Short task: Give back, unchanged, each line from the one containing "Target: calm sea" through the last line of the entries below.
■ ■ ■
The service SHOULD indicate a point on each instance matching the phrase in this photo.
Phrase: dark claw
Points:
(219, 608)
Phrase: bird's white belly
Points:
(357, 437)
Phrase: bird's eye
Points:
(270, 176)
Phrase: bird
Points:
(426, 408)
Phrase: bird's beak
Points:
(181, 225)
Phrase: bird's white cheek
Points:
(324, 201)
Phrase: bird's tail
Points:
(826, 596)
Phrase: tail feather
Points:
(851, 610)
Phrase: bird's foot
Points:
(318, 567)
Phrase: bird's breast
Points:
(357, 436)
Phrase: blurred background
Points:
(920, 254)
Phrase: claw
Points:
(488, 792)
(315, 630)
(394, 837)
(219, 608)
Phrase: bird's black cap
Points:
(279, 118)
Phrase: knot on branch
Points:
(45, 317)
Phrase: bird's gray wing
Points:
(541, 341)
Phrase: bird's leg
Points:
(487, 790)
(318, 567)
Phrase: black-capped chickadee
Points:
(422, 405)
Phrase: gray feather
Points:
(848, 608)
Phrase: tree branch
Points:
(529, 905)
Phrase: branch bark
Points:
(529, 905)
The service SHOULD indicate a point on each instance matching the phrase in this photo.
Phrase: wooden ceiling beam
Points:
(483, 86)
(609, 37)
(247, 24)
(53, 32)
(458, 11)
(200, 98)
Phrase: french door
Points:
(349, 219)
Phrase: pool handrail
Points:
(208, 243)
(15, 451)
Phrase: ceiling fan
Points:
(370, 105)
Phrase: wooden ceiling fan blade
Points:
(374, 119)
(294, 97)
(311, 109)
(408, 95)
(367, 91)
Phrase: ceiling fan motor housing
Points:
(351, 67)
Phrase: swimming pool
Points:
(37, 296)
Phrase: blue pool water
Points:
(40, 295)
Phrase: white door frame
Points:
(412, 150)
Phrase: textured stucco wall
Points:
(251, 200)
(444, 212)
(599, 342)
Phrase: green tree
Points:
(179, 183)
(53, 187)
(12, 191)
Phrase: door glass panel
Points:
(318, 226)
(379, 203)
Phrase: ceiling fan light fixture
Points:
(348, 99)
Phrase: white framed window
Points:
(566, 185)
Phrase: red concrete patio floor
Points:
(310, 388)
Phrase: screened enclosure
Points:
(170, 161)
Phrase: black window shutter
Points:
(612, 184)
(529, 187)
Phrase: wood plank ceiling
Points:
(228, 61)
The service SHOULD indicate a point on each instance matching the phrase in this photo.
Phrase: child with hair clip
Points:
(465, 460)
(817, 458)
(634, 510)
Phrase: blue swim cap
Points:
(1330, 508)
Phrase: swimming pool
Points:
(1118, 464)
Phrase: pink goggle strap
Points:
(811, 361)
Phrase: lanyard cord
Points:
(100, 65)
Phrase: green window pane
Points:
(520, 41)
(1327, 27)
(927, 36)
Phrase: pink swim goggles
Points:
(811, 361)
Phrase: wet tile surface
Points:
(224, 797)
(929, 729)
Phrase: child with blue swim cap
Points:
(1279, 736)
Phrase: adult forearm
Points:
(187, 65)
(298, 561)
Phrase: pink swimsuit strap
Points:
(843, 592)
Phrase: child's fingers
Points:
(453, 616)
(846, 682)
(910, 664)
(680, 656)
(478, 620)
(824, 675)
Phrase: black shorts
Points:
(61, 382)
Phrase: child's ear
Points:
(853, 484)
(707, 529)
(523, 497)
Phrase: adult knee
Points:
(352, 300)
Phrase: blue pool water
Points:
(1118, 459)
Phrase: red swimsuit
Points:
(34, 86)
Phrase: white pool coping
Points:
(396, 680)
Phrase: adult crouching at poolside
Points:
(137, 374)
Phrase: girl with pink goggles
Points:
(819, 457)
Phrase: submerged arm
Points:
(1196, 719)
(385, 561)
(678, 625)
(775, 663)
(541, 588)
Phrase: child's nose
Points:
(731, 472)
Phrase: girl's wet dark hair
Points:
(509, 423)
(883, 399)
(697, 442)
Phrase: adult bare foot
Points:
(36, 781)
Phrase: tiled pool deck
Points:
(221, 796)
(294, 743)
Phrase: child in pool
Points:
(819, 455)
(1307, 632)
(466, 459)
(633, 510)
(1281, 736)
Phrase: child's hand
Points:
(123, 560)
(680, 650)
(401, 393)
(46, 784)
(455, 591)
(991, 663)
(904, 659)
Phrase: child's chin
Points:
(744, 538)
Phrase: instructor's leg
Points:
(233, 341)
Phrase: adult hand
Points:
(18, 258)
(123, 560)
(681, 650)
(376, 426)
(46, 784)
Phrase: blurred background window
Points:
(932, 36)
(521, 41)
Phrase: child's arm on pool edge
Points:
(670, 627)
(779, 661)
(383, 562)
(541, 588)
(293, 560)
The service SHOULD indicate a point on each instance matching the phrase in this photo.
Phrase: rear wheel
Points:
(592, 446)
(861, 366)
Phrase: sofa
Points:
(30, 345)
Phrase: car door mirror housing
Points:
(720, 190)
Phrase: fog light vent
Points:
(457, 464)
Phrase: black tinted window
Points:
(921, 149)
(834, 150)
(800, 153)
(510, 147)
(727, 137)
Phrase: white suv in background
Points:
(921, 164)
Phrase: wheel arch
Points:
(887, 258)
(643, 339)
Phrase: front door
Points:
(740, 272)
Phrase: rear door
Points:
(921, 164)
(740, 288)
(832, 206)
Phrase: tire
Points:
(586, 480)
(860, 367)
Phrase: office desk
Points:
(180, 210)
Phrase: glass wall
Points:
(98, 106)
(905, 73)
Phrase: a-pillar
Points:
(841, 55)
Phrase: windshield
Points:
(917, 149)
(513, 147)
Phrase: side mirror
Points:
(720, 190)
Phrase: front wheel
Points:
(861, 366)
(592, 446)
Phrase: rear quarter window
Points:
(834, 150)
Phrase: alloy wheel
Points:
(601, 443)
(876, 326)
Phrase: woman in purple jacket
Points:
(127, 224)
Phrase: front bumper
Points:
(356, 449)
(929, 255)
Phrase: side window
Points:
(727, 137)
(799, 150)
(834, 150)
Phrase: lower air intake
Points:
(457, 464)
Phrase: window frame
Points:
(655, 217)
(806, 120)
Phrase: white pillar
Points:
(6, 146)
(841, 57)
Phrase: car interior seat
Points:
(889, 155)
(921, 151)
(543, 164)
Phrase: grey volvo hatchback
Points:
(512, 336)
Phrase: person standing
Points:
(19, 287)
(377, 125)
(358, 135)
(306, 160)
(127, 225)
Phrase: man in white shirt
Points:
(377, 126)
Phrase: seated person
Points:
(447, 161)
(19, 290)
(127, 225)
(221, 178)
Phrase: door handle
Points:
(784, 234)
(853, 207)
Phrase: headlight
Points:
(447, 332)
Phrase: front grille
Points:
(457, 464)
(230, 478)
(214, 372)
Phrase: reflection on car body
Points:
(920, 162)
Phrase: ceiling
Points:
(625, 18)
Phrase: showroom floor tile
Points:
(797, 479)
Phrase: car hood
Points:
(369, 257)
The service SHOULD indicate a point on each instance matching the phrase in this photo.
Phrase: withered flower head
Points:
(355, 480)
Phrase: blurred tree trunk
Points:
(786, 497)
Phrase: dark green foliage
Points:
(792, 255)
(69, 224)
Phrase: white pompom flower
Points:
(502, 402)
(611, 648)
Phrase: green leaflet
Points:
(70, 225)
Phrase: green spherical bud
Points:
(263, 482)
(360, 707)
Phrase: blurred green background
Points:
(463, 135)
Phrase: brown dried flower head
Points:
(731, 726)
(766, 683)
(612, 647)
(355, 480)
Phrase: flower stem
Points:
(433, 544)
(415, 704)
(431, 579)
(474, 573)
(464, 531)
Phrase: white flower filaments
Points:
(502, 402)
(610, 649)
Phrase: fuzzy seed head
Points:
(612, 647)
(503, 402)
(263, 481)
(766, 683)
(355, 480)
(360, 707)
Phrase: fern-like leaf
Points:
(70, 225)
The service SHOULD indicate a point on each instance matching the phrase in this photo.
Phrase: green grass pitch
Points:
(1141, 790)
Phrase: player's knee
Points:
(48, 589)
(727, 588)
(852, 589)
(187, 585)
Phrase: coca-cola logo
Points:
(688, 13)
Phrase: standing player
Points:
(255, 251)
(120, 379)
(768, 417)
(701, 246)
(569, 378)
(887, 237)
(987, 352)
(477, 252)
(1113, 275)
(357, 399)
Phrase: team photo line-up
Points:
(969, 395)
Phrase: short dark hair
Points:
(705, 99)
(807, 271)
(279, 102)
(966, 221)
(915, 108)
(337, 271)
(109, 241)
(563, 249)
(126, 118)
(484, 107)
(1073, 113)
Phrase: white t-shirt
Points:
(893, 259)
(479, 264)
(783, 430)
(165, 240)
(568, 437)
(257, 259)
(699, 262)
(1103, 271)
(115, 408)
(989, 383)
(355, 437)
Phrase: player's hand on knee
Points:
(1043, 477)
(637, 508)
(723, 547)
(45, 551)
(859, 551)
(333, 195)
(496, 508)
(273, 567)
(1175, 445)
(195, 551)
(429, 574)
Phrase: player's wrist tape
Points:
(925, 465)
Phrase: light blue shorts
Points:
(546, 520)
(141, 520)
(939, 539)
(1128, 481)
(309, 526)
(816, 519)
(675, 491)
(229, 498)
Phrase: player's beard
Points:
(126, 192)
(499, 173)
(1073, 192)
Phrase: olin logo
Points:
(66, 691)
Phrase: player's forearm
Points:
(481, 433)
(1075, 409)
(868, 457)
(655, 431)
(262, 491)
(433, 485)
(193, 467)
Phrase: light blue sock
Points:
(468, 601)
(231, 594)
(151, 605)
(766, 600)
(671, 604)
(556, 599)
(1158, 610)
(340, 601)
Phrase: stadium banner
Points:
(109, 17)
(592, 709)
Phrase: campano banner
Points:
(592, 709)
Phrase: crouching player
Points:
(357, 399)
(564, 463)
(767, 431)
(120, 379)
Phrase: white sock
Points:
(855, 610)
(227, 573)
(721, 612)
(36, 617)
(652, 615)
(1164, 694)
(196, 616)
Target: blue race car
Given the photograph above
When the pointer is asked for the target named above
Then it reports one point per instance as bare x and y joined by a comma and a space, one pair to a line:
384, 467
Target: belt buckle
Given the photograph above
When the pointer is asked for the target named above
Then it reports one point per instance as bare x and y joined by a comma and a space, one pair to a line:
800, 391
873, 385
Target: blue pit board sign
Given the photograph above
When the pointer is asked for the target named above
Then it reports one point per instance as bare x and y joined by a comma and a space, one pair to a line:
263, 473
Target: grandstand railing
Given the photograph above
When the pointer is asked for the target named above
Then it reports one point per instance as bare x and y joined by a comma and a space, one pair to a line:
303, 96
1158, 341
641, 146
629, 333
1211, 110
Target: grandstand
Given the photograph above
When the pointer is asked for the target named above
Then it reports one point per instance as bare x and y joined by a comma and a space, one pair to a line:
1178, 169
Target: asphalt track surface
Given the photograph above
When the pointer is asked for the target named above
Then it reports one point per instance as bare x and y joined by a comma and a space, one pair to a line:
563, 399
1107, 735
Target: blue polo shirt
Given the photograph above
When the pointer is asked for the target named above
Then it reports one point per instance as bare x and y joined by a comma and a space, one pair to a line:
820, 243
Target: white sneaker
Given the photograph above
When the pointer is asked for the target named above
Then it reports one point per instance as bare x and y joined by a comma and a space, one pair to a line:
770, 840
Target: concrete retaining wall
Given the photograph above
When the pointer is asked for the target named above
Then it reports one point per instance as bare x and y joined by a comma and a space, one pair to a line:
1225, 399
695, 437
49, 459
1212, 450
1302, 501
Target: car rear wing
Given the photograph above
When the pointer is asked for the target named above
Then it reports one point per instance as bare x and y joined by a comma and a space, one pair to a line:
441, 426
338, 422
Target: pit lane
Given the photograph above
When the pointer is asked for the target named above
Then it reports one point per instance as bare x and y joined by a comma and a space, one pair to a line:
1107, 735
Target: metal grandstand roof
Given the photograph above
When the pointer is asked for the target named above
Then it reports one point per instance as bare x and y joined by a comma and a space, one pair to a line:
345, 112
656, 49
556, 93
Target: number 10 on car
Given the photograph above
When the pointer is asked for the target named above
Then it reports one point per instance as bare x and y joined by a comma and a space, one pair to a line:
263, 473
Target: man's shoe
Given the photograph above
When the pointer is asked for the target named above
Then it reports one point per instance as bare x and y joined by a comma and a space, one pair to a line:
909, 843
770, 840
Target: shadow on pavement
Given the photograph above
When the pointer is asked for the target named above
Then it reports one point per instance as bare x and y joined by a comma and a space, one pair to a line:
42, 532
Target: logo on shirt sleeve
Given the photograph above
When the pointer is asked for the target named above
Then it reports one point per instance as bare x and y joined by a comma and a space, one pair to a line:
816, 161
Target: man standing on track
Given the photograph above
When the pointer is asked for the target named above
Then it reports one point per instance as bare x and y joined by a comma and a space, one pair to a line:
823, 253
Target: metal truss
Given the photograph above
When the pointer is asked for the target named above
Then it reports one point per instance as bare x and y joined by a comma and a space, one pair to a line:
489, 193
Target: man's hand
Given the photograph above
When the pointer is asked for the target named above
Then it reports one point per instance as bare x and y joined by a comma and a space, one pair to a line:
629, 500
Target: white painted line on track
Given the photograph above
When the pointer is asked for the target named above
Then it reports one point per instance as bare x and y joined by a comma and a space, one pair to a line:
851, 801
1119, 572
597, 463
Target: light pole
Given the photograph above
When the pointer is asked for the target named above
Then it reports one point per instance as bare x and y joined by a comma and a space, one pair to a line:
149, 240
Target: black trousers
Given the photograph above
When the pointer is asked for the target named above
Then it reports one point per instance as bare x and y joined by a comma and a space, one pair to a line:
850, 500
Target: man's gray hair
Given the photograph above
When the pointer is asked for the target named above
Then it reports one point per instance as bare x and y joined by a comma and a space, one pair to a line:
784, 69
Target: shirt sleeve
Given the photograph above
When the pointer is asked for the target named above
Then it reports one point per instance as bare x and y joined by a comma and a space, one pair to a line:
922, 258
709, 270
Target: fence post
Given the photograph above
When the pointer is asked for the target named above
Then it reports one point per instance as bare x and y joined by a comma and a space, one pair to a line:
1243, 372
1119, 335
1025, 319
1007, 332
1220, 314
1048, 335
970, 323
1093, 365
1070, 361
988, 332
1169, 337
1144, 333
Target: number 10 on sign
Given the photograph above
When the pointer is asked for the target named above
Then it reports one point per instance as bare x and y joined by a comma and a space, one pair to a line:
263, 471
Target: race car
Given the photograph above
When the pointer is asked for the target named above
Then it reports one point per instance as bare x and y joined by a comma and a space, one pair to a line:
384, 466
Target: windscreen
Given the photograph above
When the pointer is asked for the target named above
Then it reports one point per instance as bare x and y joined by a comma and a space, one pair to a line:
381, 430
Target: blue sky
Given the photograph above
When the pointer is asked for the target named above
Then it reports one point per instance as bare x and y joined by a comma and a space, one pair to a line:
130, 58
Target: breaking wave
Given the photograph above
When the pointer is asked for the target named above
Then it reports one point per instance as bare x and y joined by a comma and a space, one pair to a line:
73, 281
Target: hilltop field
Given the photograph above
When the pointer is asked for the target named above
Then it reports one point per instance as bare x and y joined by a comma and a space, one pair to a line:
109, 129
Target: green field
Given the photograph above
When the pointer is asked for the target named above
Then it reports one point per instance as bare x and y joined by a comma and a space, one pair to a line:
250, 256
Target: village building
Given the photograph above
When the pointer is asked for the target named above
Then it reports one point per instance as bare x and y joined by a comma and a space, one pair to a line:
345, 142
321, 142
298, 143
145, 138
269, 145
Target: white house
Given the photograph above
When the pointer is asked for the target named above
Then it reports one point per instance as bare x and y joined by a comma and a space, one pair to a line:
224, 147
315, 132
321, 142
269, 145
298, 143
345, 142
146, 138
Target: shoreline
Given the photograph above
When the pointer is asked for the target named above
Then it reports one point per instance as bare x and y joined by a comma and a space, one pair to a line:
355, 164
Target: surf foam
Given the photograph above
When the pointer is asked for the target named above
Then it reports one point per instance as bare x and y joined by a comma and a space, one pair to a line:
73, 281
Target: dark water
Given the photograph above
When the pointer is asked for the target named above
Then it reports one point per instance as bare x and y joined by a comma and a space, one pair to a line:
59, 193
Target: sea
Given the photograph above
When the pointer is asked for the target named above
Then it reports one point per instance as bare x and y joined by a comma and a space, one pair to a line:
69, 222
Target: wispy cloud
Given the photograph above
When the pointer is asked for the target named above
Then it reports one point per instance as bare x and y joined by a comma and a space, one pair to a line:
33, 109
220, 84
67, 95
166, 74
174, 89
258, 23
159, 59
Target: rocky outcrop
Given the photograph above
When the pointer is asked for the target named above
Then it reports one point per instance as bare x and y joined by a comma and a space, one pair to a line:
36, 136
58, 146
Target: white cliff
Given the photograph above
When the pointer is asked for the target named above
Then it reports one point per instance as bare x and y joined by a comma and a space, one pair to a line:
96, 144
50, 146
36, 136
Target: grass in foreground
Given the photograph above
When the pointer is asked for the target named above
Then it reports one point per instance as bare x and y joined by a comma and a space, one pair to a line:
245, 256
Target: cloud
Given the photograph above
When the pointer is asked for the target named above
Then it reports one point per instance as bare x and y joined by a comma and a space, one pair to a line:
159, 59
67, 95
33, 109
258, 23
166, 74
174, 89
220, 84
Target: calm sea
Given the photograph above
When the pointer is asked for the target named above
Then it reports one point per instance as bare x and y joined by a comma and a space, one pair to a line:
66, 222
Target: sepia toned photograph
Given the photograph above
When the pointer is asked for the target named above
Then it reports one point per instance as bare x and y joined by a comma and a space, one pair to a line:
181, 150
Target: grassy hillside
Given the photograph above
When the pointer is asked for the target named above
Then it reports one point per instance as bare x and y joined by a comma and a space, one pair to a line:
■ ■ ■
Expected answer:
Target: calm sea
Given the photograph above
When the pointer is asked for the target named above
Then it reports one point per instance as bare x and y joined by a comma and a space, one pair to a line:
66, 222
Target: sepia toned photograph
Given the photograph above
When the pointer is asked for the target named above
Then it reports one point per instance as bare x and y joined by a comma and a space, one pair to a line:
181, 150
Target: grassy hillside
Given the photograph above
When the pointer is asked for the target named above
Then it reports one point per instance as bare x and y joined by a comma and a space, one pair to a line:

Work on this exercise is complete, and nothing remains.